Given instruction A -> In the control agreement below, what date is the agreement dated as of?

Excerpt ->

━━━━━━

Exhibit 10.12
Control Agreement Regarding
Deposit Accounts
CONTROL AGREEMENT REGARDING DEPOSIT
ACCOUNTS (as amended, modified or supplemented from time to time,
this “ Agreement ”), dated as of
October 31, 2005, among the undersigned assignor (the “
Assignor ”) NORDEA BANK FINLAND, PLC, New York Branch,
not in its individual capacity but solely as Collateral Agent (the
“ Collateral Agent ” and the “ Deposit
Account Bank ”), as the bank (as defined in
Section 9-102 of the UCC as in effect on the date hereof in
the State of New York (the “ UCC ”)) with which
one or more deposit accounts (as defined in Section 9-102 of
the UCC) are maintained by the Assignor (with all such deposit
accounts now or at any time in the future maintained by the
Assignor with the Deposit Account Bank being herein called the
“ Deposit Accounts ”).

━━━━━━

Given instruction B -> Please state how many lines of the entries below contain the word "couple". Reply with the number alone.

━━━━━━

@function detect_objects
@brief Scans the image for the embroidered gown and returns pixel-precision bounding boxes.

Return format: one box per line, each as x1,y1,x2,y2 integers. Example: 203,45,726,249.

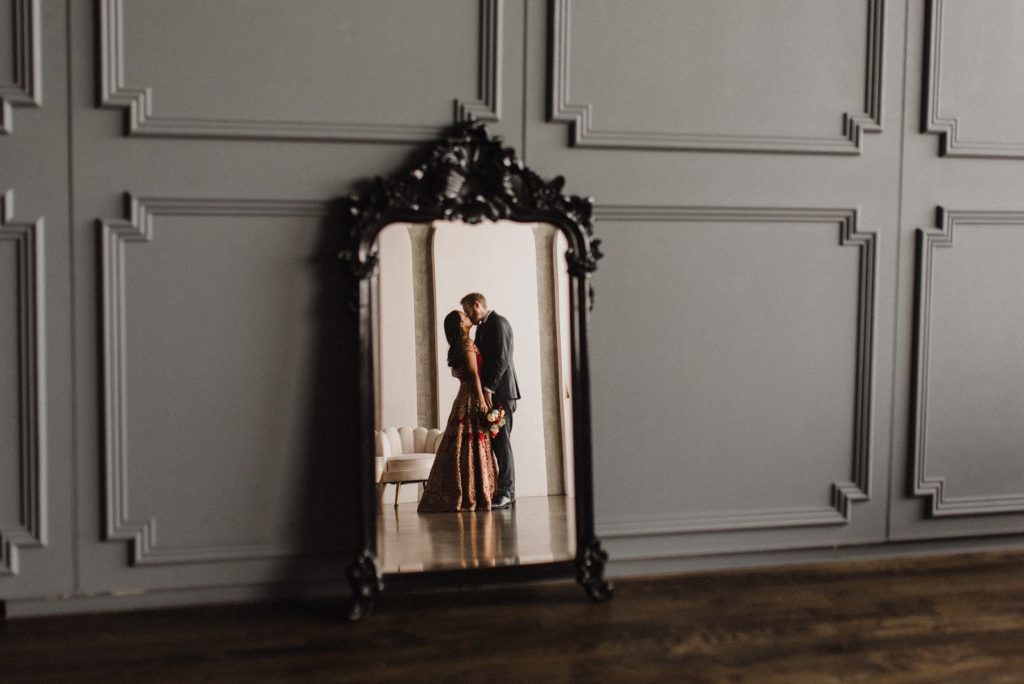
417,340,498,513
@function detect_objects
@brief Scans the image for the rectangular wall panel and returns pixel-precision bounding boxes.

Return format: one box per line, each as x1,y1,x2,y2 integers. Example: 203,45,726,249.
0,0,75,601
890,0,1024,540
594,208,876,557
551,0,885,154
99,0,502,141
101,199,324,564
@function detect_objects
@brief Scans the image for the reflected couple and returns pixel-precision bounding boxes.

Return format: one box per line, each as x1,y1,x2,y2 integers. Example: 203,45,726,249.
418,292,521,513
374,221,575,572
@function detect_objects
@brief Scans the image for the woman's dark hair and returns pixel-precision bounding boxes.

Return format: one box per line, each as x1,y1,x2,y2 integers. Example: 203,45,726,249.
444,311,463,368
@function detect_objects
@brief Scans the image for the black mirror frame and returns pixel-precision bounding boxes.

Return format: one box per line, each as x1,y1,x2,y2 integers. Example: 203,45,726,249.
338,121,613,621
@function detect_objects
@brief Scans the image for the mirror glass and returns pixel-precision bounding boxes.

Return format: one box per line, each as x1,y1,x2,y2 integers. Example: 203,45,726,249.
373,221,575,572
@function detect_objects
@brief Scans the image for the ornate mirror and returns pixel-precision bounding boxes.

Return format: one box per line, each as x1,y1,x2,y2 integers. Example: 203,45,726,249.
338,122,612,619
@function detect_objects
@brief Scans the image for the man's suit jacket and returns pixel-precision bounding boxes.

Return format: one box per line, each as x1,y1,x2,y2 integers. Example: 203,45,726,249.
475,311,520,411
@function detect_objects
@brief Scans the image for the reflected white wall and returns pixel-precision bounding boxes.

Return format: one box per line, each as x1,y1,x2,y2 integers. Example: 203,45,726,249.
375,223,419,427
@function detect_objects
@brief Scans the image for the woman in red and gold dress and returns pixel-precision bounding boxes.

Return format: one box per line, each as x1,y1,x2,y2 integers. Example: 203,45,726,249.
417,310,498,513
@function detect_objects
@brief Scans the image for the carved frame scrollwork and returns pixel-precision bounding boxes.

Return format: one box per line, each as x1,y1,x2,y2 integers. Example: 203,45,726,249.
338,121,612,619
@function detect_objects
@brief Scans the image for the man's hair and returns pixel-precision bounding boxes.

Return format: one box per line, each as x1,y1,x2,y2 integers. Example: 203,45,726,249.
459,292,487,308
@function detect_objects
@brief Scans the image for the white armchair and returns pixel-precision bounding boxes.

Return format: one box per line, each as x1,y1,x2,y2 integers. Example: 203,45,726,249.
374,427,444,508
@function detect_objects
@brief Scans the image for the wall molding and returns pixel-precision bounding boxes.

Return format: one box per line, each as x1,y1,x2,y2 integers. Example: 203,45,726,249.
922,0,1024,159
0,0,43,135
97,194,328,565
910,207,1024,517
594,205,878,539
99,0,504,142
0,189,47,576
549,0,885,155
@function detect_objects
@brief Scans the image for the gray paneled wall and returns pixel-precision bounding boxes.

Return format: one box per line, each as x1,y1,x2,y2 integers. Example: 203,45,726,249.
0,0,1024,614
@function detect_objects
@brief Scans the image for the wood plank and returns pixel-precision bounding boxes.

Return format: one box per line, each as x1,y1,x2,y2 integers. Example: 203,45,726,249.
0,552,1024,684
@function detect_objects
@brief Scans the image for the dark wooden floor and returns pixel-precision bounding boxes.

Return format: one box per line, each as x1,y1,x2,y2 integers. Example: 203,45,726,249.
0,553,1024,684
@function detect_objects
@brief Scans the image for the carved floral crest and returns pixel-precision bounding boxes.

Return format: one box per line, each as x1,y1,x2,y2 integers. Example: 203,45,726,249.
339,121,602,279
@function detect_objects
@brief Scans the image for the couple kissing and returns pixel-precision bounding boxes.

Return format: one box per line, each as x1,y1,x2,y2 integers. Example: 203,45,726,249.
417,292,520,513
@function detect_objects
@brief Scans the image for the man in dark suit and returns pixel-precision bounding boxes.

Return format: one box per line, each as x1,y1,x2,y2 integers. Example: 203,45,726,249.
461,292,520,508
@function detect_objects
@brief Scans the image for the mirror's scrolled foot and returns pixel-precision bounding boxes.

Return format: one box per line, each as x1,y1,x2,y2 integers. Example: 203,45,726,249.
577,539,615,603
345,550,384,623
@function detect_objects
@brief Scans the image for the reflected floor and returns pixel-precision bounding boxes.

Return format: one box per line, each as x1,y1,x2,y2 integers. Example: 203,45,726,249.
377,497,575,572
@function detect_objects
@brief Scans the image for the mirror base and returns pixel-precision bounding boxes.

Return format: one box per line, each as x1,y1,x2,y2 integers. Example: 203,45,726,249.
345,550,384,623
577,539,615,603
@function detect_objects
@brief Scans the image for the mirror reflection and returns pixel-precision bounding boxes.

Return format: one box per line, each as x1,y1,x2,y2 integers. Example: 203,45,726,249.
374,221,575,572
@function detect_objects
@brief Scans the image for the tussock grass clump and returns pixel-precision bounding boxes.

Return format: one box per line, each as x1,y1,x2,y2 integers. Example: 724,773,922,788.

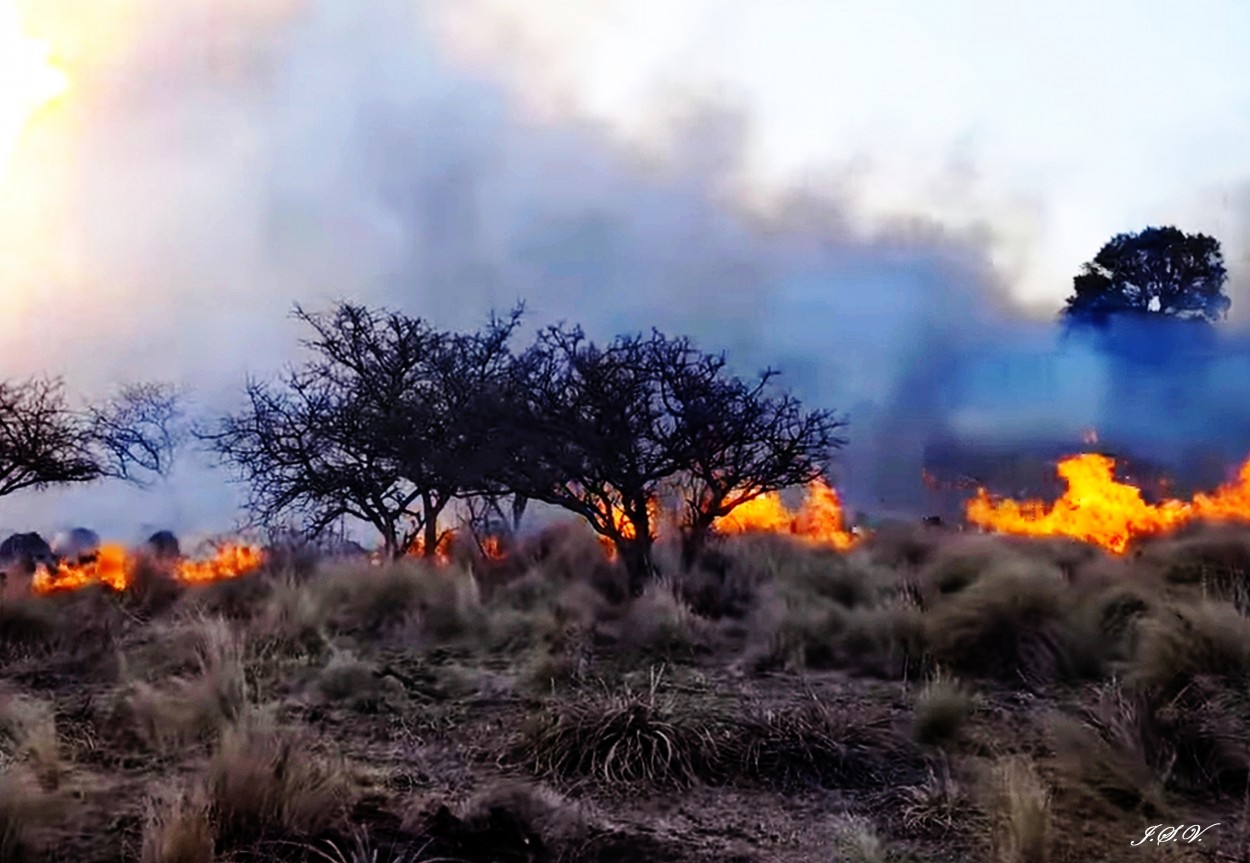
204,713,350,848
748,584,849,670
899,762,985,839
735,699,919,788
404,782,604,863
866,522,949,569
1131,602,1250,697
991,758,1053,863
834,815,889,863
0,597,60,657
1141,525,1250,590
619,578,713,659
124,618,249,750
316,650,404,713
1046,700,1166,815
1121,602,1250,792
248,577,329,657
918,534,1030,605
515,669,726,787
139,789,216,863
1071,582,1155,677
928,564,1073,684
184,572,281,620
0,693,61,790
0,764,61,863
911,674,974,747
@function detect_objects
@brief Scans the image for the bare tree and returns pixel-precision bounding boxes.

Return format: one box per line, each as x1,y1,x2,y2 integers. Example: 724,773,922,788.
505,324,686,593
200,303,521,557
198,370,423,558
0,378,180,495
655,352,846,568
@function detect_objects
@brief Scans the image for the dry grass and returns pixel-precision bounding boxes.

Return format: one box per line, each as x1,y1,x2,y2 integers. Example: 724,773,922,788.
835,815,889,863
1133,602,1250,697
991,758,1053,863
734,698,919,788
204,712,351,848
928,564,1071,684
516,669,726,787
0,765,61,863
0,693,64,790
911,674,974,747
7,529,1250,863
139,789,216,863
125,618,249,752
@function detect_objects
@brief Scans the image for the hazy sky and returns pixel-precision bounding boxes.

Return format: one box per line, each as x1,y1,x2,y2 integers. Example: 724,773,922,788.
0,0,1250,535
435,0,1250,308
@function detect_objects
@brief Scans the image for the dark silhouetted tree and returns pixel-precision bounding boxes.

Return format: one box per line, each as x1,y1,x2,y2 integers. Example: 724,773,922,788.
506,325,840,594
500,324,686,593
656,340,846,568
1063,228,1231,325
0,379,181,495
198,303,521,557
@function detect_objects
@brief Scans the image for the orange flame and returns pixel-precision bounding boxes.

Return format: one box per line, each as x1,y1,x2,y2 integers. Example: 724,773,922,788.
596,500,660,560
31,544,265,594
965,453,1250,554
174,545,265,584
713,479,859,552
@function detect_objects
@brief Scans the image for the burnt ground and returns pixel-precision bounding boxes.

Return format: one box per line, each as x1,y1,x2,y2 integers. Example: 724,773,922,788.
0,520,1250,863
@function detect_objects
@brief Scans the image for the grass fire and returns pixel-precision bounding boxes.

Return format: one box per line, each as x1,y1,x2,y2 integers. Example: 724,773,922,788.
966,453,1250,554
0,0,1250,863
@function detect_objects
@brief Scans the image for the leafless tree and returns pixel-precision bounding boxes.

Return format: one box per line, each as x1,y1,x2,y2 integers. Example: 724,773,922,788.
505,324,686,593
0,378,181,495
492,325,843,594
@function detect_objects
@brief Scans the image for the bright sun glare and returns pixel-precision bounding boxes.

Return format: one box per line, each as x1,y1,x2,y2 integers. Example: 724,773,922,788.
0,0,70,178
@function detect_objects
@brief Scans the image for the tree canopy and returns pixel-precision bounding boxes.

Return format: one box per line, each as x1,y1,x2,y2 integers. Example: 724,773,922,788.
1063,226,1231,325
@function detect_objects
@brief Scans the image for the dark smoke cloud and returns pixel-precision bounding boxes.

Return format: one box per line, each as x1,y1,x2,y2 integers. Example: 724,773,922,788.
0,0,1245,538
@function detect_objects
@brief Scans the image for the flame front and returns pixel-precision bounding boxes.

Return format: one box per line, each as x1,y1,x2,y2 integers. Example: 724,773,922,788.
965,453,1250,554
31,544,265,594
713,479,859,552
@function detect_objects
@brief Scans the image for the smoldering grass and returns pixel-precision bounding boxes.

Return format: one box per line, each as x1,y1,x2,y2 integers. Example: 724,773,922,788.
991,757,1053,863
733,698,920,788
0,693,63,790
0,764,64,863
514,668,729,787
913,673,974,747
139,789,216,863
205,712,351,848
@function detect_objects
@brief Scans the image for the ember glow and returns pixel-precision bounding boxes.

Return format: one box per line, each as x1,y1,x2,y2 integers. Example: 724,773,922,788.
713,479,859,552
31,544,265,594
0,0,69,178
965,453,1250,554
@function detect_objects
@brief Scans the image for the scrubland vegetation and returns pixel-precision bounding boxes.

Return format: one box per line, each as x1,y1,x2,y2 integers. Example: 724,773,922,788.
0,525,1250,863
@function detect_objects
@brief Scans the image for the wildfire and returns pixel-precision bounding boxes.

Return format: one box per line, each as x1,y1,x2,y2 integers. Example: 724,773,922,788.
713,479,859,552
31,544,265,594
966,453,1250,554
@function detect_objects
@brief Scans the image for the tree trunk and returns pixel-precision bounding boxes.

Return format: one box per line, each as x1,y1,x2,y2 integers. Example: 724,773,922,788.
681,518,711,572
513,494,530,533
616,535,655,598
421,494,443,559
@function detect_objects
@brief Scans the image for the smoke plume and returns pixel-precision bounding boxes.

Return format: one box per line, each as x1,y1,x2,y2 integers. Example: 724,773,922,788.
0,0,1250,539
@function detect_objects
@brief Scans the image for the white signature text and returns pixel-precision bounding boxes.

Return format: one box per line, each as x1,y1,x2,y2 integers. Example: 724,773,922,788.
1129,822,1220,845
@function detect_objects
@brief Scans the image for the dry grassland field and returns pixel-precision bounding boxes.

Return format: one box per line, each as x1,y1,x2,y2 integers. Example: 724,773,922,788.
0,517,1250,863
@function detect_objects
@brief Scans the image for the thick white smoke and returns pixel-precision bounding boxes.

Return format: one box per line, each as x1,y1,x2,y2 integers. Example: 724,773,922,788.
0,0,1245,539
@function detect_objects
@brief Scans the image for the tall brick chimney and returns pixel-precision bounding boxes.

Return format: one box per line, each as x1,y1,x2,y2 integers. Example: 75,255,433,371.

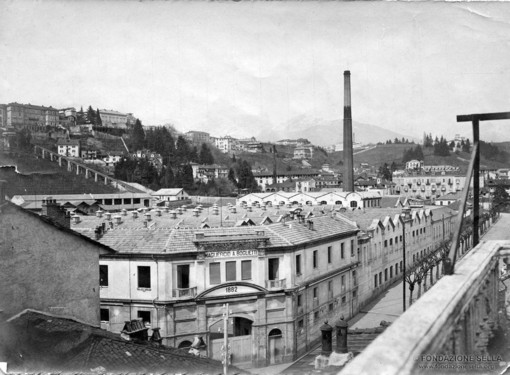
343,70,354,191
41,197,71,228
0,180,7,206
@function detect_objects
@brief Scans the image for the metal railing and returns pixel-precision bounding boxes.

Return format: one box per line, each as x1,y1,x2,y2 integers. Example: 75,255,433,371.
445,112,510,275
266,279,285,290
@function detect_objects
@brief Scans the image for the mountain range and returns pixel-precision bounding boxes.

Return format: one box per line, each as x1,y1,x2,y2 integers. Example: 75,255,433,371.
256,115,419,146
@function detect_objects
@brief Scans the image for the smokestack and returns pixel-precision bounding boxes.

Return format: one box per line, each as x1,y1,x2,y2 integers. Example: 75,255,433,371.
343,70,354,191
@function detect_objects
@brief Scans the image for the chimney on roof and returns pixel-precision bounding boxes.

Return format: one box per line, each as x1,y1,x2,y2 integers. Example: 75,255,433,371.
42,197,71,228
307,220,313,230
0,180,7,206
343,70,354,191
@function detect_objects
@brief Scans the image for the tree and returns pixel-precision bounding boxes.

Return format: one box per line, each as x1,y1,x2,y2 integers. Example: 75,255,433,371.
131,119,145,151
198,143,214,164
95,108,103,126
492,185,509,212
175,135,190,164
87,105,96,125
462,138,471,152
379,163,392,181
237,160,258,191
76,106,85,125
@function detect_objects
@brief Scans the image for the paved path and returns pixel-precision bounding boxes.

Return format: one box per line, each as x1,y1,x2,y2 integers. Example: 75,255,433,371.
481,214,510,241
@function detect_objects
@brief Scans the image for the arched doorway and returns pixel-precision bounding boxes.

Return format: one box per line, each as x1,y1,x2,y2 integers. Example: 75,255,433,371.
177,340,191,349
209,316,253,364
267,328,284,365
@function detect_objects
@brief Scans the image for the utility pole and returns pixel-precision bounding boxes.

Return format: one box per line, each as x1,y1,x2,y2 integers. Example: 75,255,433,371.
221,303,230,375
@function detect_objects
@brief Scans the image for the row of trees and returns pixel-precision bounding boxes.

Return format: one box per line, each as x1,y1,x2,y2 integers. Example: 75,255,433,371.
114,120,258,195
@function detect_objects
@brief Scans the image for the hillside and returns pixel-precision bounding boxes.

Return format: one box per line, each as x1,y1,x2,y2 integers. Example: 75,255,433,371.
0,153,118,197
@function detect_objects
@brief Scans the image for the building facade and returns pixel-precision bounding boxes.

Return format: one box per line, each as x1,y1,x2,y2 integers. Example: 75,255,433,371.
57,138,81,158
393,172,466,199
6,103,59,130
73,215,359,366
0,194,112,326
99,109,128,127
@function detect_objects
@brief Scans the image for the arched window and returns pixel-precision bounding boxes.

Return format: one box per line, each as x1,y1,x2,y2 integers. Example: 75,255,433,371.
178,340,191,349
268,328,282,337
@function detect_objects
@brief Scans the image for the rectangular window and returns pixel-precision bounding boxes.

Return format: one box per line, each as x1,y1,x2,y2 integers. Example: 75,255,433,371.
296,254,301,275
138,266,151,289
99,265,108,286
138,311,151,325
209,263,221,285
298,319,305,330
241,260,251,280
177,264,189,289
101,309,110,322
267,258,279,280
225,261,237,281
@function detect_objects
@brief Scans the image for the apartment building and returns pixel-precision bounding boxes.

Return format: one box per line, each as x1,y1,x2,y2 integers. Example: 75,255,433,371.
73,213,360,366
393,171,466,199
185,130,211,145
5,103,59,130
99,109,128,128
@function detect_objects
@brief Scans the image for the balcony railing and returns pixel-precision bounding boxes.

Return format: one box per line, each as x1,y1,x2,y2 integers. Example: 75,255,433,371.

━━━━━━

Task solution A -> October 31, 2005

Task solution B -> 2